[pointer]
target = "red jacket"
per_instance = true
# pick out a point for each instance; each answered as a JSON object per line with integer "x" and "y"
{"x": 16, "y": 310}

● **EXERCISE**:
Transcribe the entire listing. Leave every word as it is.

● **ANSWER FOR THIS EXERCISE**:
[pointer]
target = "red jacket"
per_instance = true
# pick out a point for each instance; each answered as a JSON object per line with integer "x" and "y"
{"x": 16, "y": 310}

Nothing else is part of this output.